[Entries from a collection]
----------
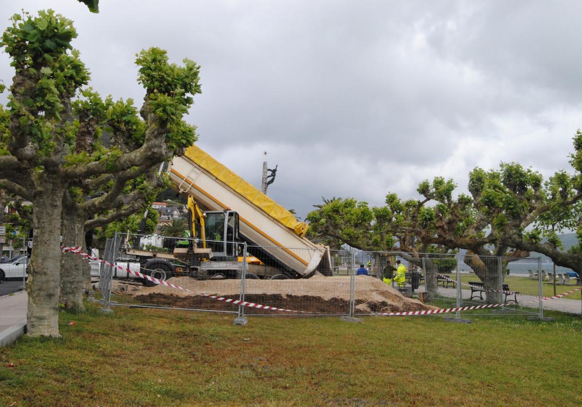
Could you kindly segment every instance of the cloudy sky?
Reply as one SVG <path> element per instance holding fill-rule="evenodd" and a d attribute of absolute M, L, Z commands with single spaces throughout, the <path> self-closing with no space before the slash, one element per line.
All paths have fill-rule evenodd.
<path fill-rule="evenodd" d="M 198 145 L 304 216 L 322 196 L 382 205 L 474 166 L 569 168 L 582 127 L 579 1 L 0 0 L 73 19 L 102 95 L 133 98 L 135 53 L 201 66 Z M 13 73 L 0 54 L 0 78 Z M 5 96 L 1 100 L 5 101 Z"/>

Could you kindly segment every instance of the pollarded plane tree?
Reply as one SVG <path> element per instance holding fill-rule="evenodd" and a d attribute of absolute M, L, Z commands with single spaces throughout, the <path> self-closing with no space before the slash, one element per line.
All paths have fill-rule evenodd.
<path fill-rule="evenodd" d="M 582 276 L 582 131 L 573 138 L 570 163 L 573 173 L 557 171 L 545 183 L 544 200 L 524 219 L 510 218 L 505 229 L 506 244 L 521 250 L 548 256 L 558 266 Z M 532 224 L 527 231 L 526 227 Z M 575 230 L 578 243 L 562 250 L 558 233 Z"/>
<path fill-rule="evenodd" d="M 8 114 L 1 116 L 8 117 L 9 132 L 0 146 L 0 184 L 33 204 L 34 250 L 27 282 L 27 329 L 33 336 L 59 336 L 59 240 L 65 191 L 70 194 L 70 188 L 87 180 L 98 184 L 97 180 L 111 175 L 115 184 L 118 177 L 127 176 L 125 172 L 146 173 L 181 153 L 196 137 L 194 128 L 182 119 L 192 97 L 200 92 L 199 66 L 187 59 L 180 66 L 170 64 L 165 51 L 150 48 L 136 59 L 138 81 L 146 90 L 140 109 L 143 142 L 132 149 L 131 132 L 122 131 L 119 135 L 127 138 L 127 151 L 113 145 L 95 146 L 90 153 L 76 151 L 83 123 L 76 123 L 73 103 L 89 80 L 79 52 L 71 46 L 76 36 L 72 22 L 51 10 L 34 17 L 15 15 L 2 35 L 15 76 L 5 109 Z M 86 185 L 94 187 L 99 185 Z M 105 197 L 103 200 L 112 198 Z"/>
<path fill-rule="evenodd" d="M 500 295 L 494 290 L 501 281 L 499 265 L 492 256 L 509 258 L 503 267 L 508 261 L 529 255 L 508 244 L 503 238 L 506 226 L 509 218 L 533 222 L 535 216 L 530 219 L 530 214 L 544 201 L 542 187 L 538 173 L 519 164 L 502 164 L 499 170 L 473 170 L 470 196 L 461 194 L 454 198 L 455 183 L 437 177 L 419 184 L 419 199 L 403 200 L 391 193 L 385 206 L 371 209 L 365 202 L 345 199 L 324 205 L 308 219 L 315 230 L 355 247 L 411 254 L 409 260 L 415 264 L 421 260 L 418 254 L 431 252 L 424 262 L 431 291 L 436 290 L 439 269 L 430 260 L 434 254 L 466 249 L 465 262 L 491 290 L 488 301 L 496 302 Z"/>
<path fill-rule="evenodd" d="M 370 208 L 368 203 L 354 198 L 324 199 L 322 204 L 308 214 L 311 238 L 325 240 L 337 246 L 344 243 L 366 251 L 377 252 L 376 264 L 383 270 L 390 252 L 398 253 L 411 264 L 431 270 L 450 266 L 454 253 L 449 248 L 418 239 L 410 219 L 423 205 L 422 201 L 402 202 L 395 194 L 386 196 L 386 205 Z M 427 256 L 431 253 L 432 255 Z M 449 255 L 447 256 L 446 255 Z M 435 258 L 441 257 L 438 260 Z M 429 284 L 431 291 L 436 290 Z"/>

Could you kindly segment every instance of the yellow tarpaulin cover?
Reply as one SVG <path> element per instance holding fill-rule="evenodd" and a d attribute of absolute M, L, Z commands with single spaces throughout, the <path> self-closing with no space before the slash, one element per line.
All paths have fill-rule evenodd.
<path fill-rule="evenodd" d="M 293 229 L 297 235 L 302 237 L 305 235 L 309 227 L 307 224 L 299 222 L 293 213 L 221 164 L 200 148 L 196 145 L 189 147 L 186 151 L 185 155 L 190 160 L 216 177 L 217 179 L 222 181 L 229 188 L 266 212 L 274 219 L 286 227 Z"/>

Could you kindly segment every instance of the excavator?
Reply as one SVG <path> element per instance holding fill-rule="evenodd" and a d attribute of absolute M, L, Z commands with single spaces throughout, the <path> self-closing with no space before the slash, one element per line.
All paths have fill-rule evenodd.
<path fill-rule="evenodd" d="M 188 197 L 189 236 L 171 253 L 143 250 L 136 240 L 126 254 L 143 273 L 161 280 L 237 278 L 246 257 L 249 279 L 333 274 L 329 248 L 305 237 L 308 225 L 197 146 L 166 170 Z"/>

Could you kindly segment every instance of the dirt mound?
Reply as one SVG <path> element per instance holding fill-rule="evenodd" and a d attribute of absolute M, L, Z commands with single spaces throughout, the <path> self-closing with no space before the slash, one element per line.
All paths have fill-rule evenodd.
<path fill-rule="evenodd" d="M 217 295 L 238 299 L 240 280 L 198 281 L 189 277 L 171 279 L 169 282 L 189 290 L 164 285 L 132 288 L 131 295 L 140 302 L 176 308 L 234 310 L 229 303 L 201 295 Z M 134 286 L 136 287 L 137 286 Z M 247 280 L 245 300 L 280 308 L 324 313 L 347 313 L 349 309 L 350 277 L 313 277 L 298 280 Z M 356 277 L 356 312 L 391 312 L 433 309 L 435 307 L 408 298 L 378 279 Z M 261 309 L 247 309 L 248 313 L 270 313 Z"/>

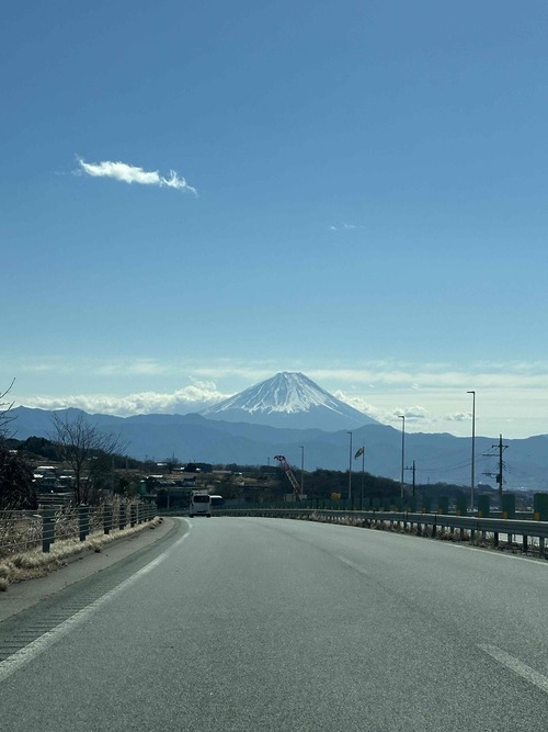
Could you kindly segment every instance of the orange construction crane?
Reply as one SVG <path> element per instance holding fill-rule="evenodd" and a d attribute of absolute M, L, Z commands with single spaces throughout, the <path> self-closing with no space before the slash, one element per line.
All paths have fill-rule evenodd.
<path fill-rule="evenodd" d="M 300 485 L 297 482 L 297 478 L 293 474 L 292 468 L 287 460 L 284 458 L 284 455 L 274 455 L 274 460 L 277 460 L 282 468 L 285 470 L 285 474 L 289 478 L 289 483 L 293 486 L 293 492 L 295 493 L 295 497 L 297 500 L 300 500 L 302 498 L 301 492 L 300 492 Z"/>

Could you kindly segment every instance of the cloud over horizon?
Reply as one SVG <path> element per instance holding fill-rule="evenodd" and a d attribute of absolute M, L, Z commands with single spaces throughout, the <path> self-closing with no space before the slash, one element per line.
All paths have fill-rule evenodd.
<path fill-rule="evenodd" d="M 85 162 L 80 157 L 77 157 L 80 168 L 76 171 L 82 171 L 92 178 L 113 178 L 123 183 L 139 183 L 141 185 L 158 185 L 159 188 L 173 188 L 178 191 L 189 191 L 197 195 L 197 191 L 192 185 L 189 185 L 186 180 L 179 176 L 174 170 L 170 170 L 169 178 L 160 176 L 158 170 L 144 170 L 138 166 L 132 166 L 127 162 L 113 162 L 111 160 L 102 160 L 101 162 Z"/>

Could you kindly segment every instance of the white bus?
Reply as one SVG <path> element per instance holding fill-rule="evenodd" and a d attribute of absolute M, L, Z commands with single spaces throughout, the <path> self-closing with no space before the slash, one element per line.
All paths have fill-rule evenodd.
<path fill-rule="evenodd" d="M 192 492 L 189 515 L 191 518 L 194 518 L 194 516 L 212 517 L 212 496 L 207 491 Z"/>

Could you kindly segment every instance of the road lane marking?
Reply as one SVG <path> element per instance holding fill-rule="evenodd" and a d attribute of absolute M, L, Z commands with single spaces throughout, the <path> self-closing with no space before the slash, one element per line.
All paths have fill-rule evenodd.
<path fill-rule="evenodd" d="M 112 599 L 117 593 L 127 589 L 136 582 L 138 582 L 144 575 L 155 570 L 175 549 L 175 547 L 182 543 L 189 536 L 190 523 L 189 532 L 185 533 L 184 537 L 178 539 L 175 543 L 167 549 L 162 554 L 146 564 L 132 576 L 127 577 L 127 579 L 124 579 L 124 582 L 122 582 L 113 589 L 110 589 L 104 595 L 101 595 L 101 597 L 98 597 L 96 600 L 93 600 L 81 610 L 78 610 L 78 612 L 75 612 L 75 615 L 70 616 L 70 618 L 67 618 L 67 620 L 64 620 L 58 626 L 55 626 L 55 628 L 52 628 L 52 630 L 46 631 L 39 635 L 39 638 L 36 638 L 34 641 L 16 651 L 16 653 L 5 658 L 5 661 L 2 661 L 0 663 L 0 683 L 9 678 L 12 674 L 25 666 L 27 663 L 31 663 L 31 661 L 36 658 L 36 656 L 38 656 L 41 653 L 60 640 L 64 635 L 73 630 L 78 624 L 85 620 L 88 616 Z"/>
<path fill-rule="evenodd" d="M 496 647 L 496 645 L 481 644 L 479 647 L 488 653 L 492 658 L 501 663 L 503 666 L 506 666 L 506 668 L 513 671 L 514 674 L 517 674 L 529 684 L 533 684 L 541 691 L 545 691 L 545 694 L 548 694 L 547 676 L 540 674 L 538 671 L 535 671 L 530 666 L 527 666 L 527 664 L 520 661 L 520 658 L 510 655 L 510 653 L 501 651 L 501 649 Z"/>

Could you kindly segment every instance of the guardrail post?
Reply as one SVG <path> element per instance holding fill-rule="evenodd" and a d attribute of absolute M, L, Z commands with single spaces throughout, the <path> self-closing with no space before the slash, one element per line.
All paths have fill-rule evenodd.
<path fill-rule="evenodd" d="M 118 529 L 123 531 L 126 528 L 127 516 L 126 516 L 126 504 L 119 504 L 118 506 Z"/>
<path fill-rule="evenodd" d="M 49 553 L 55 541 L 55 508 L 45 508 L 42 514 L 42 551 Z"/>
<path fill-rule="evenodd" d="M 112 505 L 110 504 L 103 506 L 103 531 L 104 533 L 112 531 Z"/>
<path fill-rule="evenodd" d="M 78 532 L 80 541 L 85 541 L 90 532 L 90 507 L 78 506 Z"/>

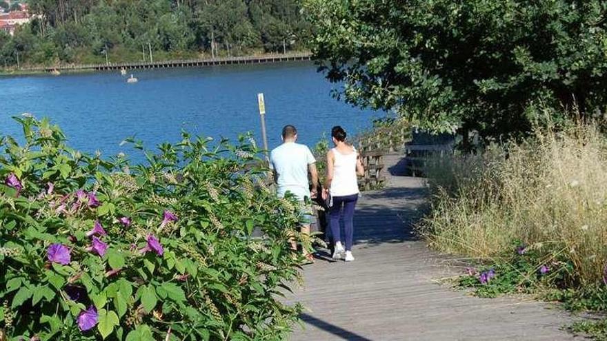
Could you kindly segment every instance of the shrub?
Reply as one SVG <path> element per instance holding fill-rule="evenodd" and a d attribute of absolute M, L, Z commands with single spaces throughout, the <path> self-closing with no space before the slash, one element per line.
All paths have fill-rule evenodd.
<path fill-rule="evenodd" d="M 607 138 L 579 123 L 489 150 L 444 158 L 428 171 L 433 210 L 421 232 L 439 250 L 481 258 L 510 252 L 520 240 L 539 256 L 570 262 L 567 285 L 602 284 Z"/>
<path fill-rule="evenodd" d="M 68 147 L 47 120 L 16 119 L 24 144 L 0 140 L 0 333 L 274 340 L 290 330 L 299 306 L 277 297 L 299 278 L 289 247 L 299 214 L 264 185 L 246 136 L 232 146 L 184 132 L 133 165 Z"/>

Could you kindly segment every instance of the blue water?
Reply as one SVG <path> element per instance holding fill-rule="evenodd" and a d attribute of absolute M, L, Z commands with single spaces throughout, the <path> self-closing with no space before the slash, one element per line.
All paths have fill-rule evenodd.
<path fill-rule="evenodd" d="M 21 136 L 11 116 L 23 112 L 49 117 L 77 149 L 103 155 L 125 152 L 138 158 L 125 138 L 147 147 L 179 140 L 182 129 L 215 138 L 250 131 L 261 145 L 257 96 L 266 98 L 268 144 L 280 143 L 286 124 L 310 147 L 323 132 L 341 125 L 350 134 L 379 114 L 337 101 L 337 85 L 308 63 L 207 68 L 135 70 L 139 83 L 119 72 L 0 77 L 0 134 Z"/>

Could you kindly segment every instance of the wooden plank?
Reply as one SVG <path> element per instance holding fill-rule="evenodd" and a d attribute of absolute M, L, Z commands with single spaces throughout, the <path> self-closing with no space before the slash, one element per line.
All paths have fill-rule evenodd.
<path fill-rule="evenodd" d="M 385 163 L 404 171 L 401 158 Z M 400 173 L 401 174 L 401 173 Z M 507 298 L 481 299 L 437 285 L 461 273 L 412 233 L 425 202 L 424 179 L 387 174 L 385 189 L 361 194 L 355 216 L 356 260 L 328 261 L 319 250 L 304 268 L 305 285 L 288 296 L 301 302 L 304 328 L 292 340 L 573 340 L 570 317 L 550 304 Z M 324 255 L 323 256 L 322 255 Z M 499 275 L 498 275 L 499 276 Z"/>

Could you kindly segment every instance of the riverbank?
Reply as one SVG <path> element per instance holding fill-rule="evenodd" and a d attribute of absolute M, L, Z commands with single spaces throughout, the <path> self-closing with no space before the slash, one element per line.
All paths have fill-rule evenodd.
<path fill-rule="evenodd" d="M 81 72 L 94 71 L 128 70 L 137 69 L 158 69 L 174 68 L 196 68 L 215 65 L 260 64 L 285 61 L 309 61 L 312 54 L 308 52 L 286 54 L 264 54 L 243 56 L 224 56 L 190 59 L 161 60 L 157 61 L 132 61 L 90 64 L 58 64 L 54 65 L 34 65 L 17 69 L 0 70 L 0 76 L 19 76 L 63 72 Z"/>
<path fill-rule="evenodd" d="M 481 297 L 530 293 L 573 311 L 607 311 L 607 229 L 600 127 L 537 129 L 524 143 L 428 163 L 430 247 L 476 260 L 461 287 Z M 607 335 L 605 321 L 572 329 Z M 601 339 L 604 340 L 604 339 Z"/>

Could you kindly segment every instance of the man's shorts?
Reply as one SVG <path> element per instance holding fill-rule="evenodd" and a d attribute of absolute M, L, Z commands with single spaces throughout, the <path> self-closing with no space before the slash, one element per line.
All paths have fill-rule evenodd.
----------
> [PROBLEM TO WORK ON]:
Replace "shorts" with "trousers" in the stretch from the line containing "Could you kindly segment every instance of the man's" through the end of the entries, and give that stretch again with everything else unchanged.

> [WRITTEN SOLUTION]:
Could you kindly segment every instance of the man's trousers?
Reply as one SVG <path> element per instance holding fill-rule="evenodd" and a d attribute of absolute M, L, Z commands with single spaces throughout, the <path> self-closing with no space before the slash, one element per line.
All paths have fill-rule evenodd.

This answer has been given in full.